> [Direction] Each entry below is to be written out exactly, and the pictures are to be left out.

++++ Supplied material

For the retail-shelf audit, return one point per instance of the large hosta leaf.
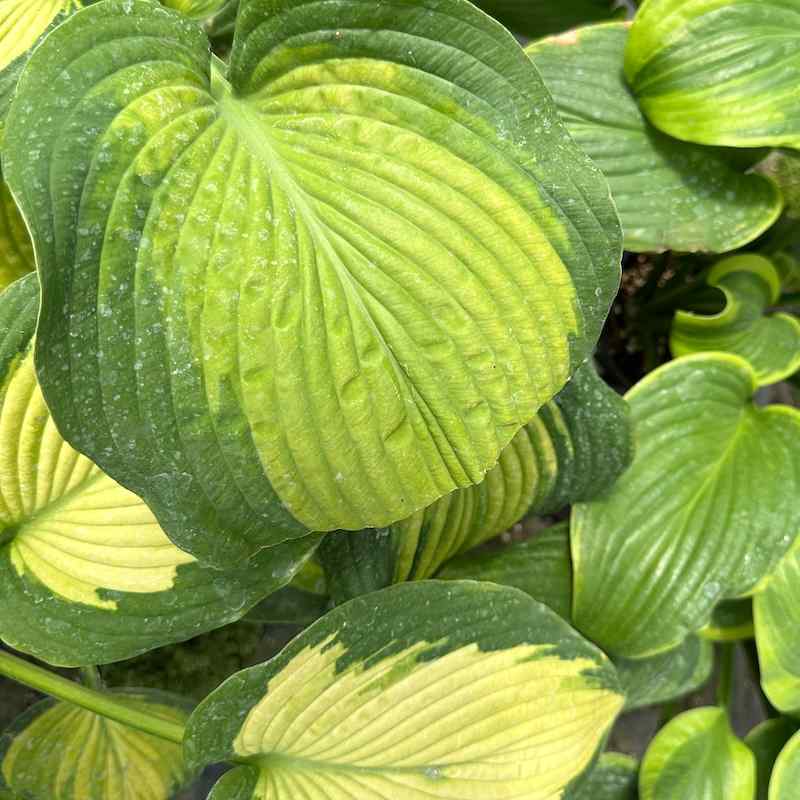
(750, 283)
(670, 194)
(719, 71)
(86, 573)
(541, 17)
(707, 508)
(776, 617)
(16, 252)
(58, 751)
(615, 777)
(320, 291)
(423, 690)
(696, 755)
(574, 449)
(786, 773)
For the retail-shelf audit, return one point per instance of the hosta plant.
(398, 400)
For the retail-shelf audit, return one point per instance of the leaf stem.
(91, 699)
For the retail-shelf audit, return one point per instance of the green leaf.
(574, 449)
(16, 251)
(705, 511)
(541, 567)
(540, 17)
(766, 741)
(720, 72)
(669, 194)
(731, 621)
(771, 343)
(86, 573)
(410, 256)
(423, 690)
(776, 617)
(696, 755)
(786, 773)
(58, 751)
(615, 777)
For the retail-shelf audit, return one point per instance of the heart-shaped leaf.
(16, 251)
(614, 777)
(540, 17)
(669, 194)
(541, 567)
(771, 343)
(58, 751)
(786, 772)
(766, 741)
(427, 690)
(696, 755)
(707, 508)
(776, 618)
(721, 72)
(328, 285)
(86, 574)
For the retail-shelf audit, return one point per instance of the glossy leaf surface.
(422, 690)
(770, 342)
(58, 751)
(722, 72)
(696, 755)
(86, 573)
(670, 194)
(409, 257)
(705, 511)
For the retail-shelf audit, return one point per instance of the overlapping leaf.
(328, 287)
(770, 342)
(723, 72)
(786, 773)
(776, 615)
(58, 751)
(704, 512)
(669, 194)
(536, 18)
(86, 573)
(697, 755)
(423, 690)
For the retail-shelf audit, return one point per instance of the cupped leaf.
(786, 773)
(776, 617)
(731, 621)
(16, 251)
(669, 194)
(704, 512)
(58, 751)
(722, 72)
(541, 567)
(766, 741)
(86, 573)
(329, 286)
(574, 449)
(771, 343)
(614, 777)
(697, 755)
(541, 17)
(422, 690)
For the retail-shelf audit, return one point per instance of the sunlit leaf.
(723, 72)
(669, 194)
(58, 751)
(423, 690)
(704, 512)
(697, 755)
(86, 573)
(329, 286)
(770, 342)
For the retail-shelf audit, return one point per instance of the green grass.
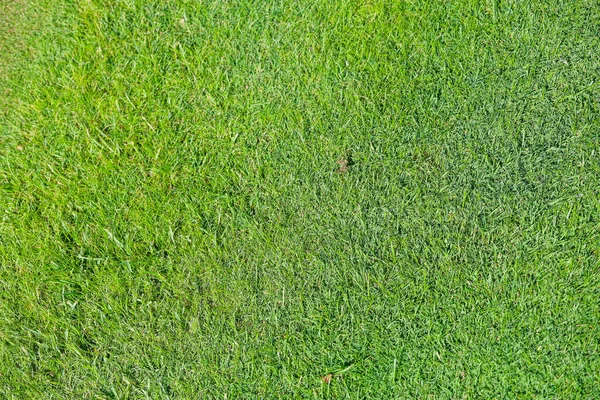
(178, 219)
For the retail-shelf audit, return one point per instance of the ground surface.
(298, 199)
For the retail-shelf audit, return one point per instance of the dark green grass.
(175, 222)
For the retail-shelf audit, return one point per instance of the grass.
(298, 199)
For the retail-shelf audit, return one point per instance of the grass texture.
(299, 199)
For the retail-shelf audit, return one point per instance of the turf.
(298, 199)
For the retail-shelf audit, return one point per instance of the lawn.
(299, 199)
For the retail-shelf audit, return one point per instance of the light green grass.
(175, 223)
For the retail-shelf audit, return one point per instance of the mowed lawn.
(299, 199)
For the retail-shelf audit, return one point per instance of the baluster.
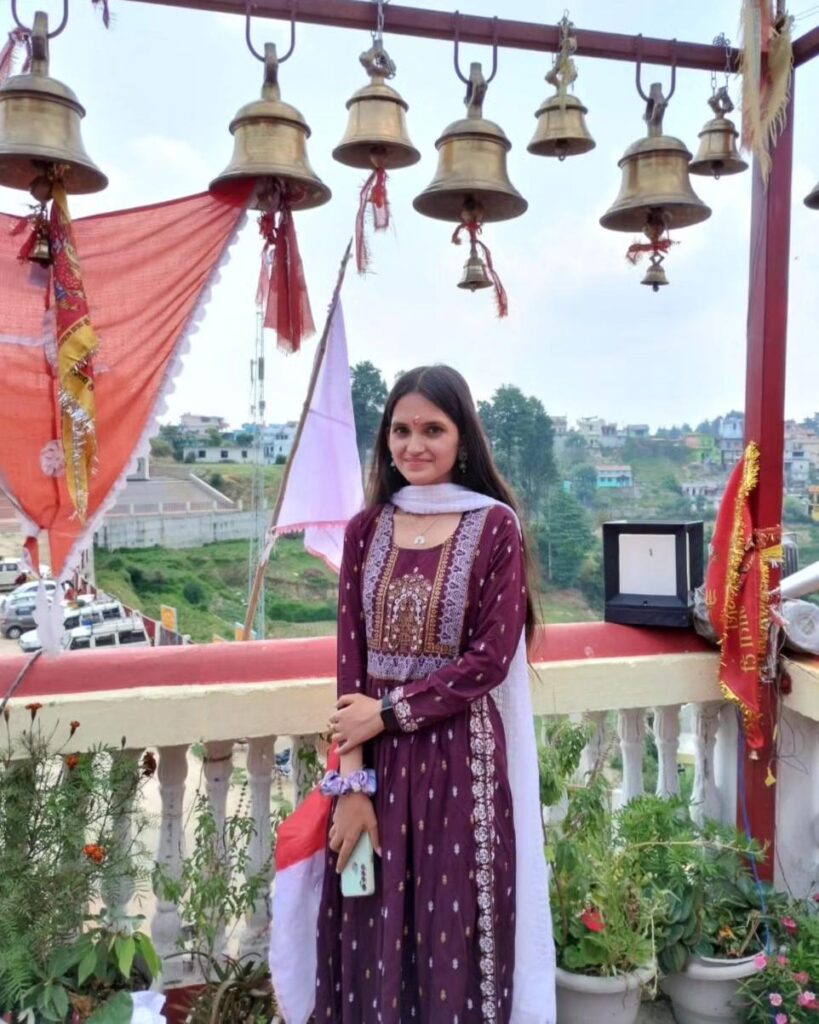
(217, 768)
(118, 890)
(303, 780)
(665, 730)
(260, 768)
(594, 749)
(166, 925)
(705, 797)
(632, 731)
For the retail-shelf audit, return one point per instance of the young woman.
(434, 612)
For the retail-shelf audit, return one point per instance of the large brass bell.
(472, 166)
(269, 141)
(377, 133)
(718, 154)
(475, 274)
(40, 126)
(655, 186)
(561, 127)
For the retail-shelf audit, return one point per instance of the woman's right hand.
(354, 814)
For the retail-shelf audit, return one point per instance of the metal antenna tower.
(258, 504)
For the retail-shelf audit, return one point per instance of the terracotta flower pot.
(585, 998)
(705, 991)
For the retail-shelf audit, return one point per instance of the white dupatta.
(533, 991)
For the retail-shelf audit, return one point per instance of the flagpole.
(258, 579)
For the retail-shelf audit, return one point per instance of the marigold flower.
(593, 920)
(94, 852)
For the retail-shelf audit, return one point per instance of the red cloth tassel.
(636, 250)
(282, 289)
(473, 228)
(373, 195)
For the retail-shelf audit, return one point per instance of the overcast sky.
(162, 85)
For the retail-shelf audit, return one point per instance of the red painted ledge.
(314, 657)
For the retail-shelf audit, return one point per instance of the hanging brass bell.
(718, 154)
(472, 166)
(40, 126)
(655, 184)
(269, 141)
(655, 276)
(377, 127)
(475, 274)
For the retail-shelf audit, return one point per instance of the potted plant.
(603, 913)
(784, 987)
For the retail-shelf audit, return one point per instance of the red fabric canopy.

++++++++

> [Response below]
For the retail-shelf audit, return one point per instance of the large hosta leaf.
(750, 283)
(670, 194)
(719, 71)
(86, 573)
(541, 17)
(707, 508)
(776, 617)
(16, 252)
(58, 751)
(615, 777)
(320, 291)
(423, 690)
(696, 755)
(574, 449)
(786, 773)
For the retail-shelf audit, return one point per instance of the hosta plant.
(398, 400)
For the retail-shelf audit, return one point per instance of the leaf stem.
(91, 699)
For the retail-shelf audit, return one point per instance of the green leaf.
(574, 449)
(16, 251)
(705, 511)
(541, 567)
(540, 17)
(766, 741)
(720, 72)
(669, 194)
(731, 621)
(771, 343)
(86, 573)
(410, 256)
(423, 690)
(776, 617)
(696, 755)
(786, 773)
(58, 751)
(615, 777)
For the retail-shelf audit, return one point per instance of the heart-shaped leaf.
(16, 251)
(614, 777)
(540, 17)
(669, 194)
(541, 567)
(771, 343)
(58, 751)
(786, 772)
(766, 741)
(427, 690)
(696, 755)
(707, 508)
(776, 618)
(721, 72)
(328, 285)
(86, 574)
For the retail-shelf audit, return one point per instance of the glossy leaf surface.
(422, 690)
(770, 342)
(58, 751)
(722, 72)
(696, 755)
(86, 573)
(670, 194)
(409, 257)
(705, 511)
For the retail-shelf audit, return one point per instance of the overlapping leaf.
(328, 287)
(770, 342)
(723, 72)
(786, 773)
(776, 615)
(58, 751)
(704, 512)
(669, 194)
(536, 18)
(86, 573)
(697, 755)
(423, 690)
For the retail-shelf audit, return one point per instance of the cupped leaf.
(786, 773)
(776, 617)
(731, 621)
(16, 251)
(669, 194)
(704, 512)
(58, 751)
(722, 72)
(541, 567)
(766, 741)
(86, 573)
(329, 286)
(574, 449)
(771, 343)
(614, 777)
(697, 755)
(541, 17)
(422, 690)
For the retail-shelf audit, return one point per instance of the sunlit leaf.
(723, 72)
(669, 194)
(58, 751)
(423, 690)
(704, 512)
(697, 755)
(86, 573)
(329, 286)
(770, 342)
For the retail-shelf audit, return one point per instance of the green grass.
(178, 219)
For the retail-shelf audit, return one point per instance of the ground surface.
(298, 199)
For the retail-shelf audit, return one point per instance of the dark green grass.
(175, 222)
For the retail-shelf audit, return one point per instance of the grass.
(298, 199)
For the retail-shelf audit, return one point per instance of the grass texture.
(299, 199)
For the retail-shelf audit, return one point per instance of the turf.
(298, 199)
For the retail-shelf audit, return one point per instance of the lawn.
(299, 199)
For the retail-shelf audit, return one point per instance of the light green grass.
(175, 223)
For the retail-shelf audit, return one point per instance of the mowed lawn.
(299, 199)
For the retail-shelf audit, return one point per instance of the baluster.
(217, 768)
(118, 890)
(303, 780)
(665, 730)
(260, 768)
(594, 749)
(166, 925)
(705, 797)
(632, 731)
For the retail-shelf audit, return one point per instance of the young woman.
(434, 612)
For the retail-shelf audit, return one point per instance of the large brass bell.
(472, 166)
(269, 141)
(377, 133)
(718, 154)
(475, 274)
(40, 126)
(655, 186)
(561, 127)
For the retail-shelf audit, return one point per instance of the woman's right hand.
(354, 814)
For the retail-shelf audit, return one point per instance of the metal antenna tower.
(258, 504)
For the retail-shelf audit, return one point per instance of the terracotta flower pot.
(585, 998)
(705, 991)
For the retail-shelf audit, return one point per instance of the white dupatta.
(533, 991)
For the retail-shelf audit, return one point per instance of the flagpole.
(258, 579)
For the retail-shelf audit, return one point per instance of the marigold flower.
(593, 920)
(94, 852)
For the retail-shelf audit, return one point per instance of the red cloth tassel.
(636, 250)
(282, 289)
(473, 228)
(373, 195)
For the retail-shelf audit, return one point per instance of the overcast sky.
(162, 85)
For the retail-shelf audit, return one point per instance of the red painted ledge.
(314, 657)
For the retail-shelf audit, return one point per instance of the hanging brass bell.
(718, 154)
(472, 166)
(40, 126)
(655, 184)
(269, 141)
(655, 276)
(377, 127)
(475, 274)
For the retail-shelf audit, return one point per instance of the potted plant.
(603, 913)
(784, 987)
For the retail-shelf audit, return one point per instance of the red fabric canopy.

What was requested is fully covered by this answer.